◆ TASK
According to the text on the Petrograd Soviet, which body did the Soviet recognize as the legal authority in Russia?

◆ ARTICLE
* * *

The Petrograd Soviet easily could have assumed complete power in the
capital, but it failed to do so. The great majority of its members,
believing that revolutionary Russia must wage a war of defense against
German imperialism, did not want to risk disorganizing the war effort.
Taken by surprise, as were all the political parties, by the outbreak of
the revolution, the working-class parties were unable to give the
workers and soldiers in the Soviet strong political leadership. Even the
Bolsheviks, who, in a sense, had been preparing for the revolution since
at least the early 1900s, had been unaware of its imminence and had no
program to take advantage of the situation. It was not until April 16,
with the return from Switzerland of their exiled leader, Vladimir
Ilich Lenin, that the Bolsheviks put
forward a demand for immediate seizure of land by the peasantry,
establishment of workers' control in industry, an end to the war, and
transfer of "all power to the Soviets." In the Petrograd
Soviet, however, the Bolsheviks were then a small minority. The majority
was composed of Mensheviks (see Bolshevism)
and Socialist Revolutionaries. The Mensheviks envisioned a period of
capitalist development and complete political democracy as the essential
prerequisite for a socialist order; in the main, they supported
continuation of the war. Most of the leading Socialist Revolutionaries,
a peasant party with vague socialist aspirations, also advocated
continuation of the war. Under the leadership of the moderate majority,
the Petrograd Soviet recognized the newly established Provisional
Government as the legal authority in Russia.

* * *

◆ EXTRACTED DATA
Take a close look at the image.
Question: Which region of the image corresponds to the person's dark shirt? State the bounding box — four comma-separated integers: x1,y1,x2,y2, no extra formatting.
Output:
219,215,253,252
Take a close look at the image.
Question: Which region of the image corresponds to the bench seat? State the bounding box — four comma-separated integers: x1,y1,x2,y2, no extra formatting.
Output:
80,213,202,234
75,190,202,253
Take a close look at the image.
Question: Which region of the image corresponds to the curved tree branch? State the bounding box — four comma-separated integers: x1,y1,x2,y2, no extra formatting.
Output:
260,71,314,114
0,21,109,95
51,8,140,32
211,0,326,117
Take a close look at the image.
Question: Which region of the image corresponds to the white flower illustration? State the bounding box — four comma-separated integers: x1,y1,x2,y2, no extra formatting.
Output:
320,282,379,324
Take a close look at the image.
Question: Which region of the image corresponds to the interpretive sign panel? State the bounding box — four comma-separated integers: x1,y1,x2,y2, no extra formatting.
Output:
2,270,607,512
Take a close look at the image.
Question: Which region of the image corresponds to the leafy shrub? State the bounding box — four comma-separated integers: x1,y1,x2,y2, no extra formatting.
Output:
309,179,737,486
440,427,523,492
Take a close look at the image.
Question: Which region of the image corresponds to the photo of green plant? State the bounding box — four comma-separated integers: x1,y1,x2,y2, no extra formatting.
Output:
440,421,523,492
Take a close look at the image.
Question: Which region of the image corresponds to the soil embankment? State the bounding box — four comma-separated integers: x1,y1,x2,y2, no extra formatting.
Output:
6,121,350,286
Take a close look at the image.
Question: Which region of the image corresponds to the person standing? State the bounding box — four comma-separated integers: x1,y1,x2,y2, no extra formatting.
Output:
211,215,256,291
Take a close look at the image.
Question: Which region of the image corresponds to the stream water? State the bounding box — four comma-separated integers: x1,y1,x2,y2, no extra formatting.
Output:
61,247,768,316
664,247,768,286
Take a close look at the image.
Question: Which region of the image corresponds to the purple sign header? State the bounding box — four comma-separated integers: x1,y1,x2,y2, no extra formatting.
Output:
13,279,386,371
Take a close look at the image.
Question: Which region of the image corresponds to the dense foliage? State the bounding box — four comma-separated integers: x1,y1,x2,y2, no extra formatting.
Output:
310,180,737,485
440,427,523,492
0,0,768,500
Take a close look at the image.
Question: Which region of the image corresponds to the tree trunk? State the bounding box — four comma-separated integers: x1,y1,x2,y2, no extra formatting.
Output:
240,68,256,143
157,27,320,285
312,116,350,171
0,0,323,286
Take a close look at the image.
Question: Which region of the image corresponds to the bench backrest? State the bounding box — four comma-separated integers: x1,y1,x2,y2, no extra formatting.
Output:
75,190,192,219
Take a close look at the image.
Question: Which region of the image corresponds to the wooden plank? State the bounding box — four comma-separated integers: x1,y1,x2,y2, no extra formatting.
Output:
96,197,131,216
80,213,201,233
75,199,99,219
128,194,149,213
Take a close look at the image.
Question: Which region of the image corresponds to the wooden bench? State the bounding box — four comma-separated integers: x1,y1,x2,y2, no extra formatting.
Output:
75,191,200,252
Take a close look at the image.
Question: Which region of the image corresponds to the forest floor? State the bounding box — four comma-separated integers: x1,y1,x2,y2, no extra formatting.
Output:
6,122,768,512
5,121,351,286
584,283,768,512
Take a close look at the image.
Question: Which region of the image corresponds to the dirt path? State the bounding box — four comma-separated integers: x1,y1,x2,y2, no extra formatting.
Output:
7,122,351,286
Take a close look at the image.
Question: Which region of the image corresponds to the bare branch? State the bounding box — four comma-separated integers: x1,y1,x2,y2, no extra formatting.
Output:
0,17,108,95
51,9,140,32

* * *

◆ TASK OUTPUT
The newly established Provisional Government.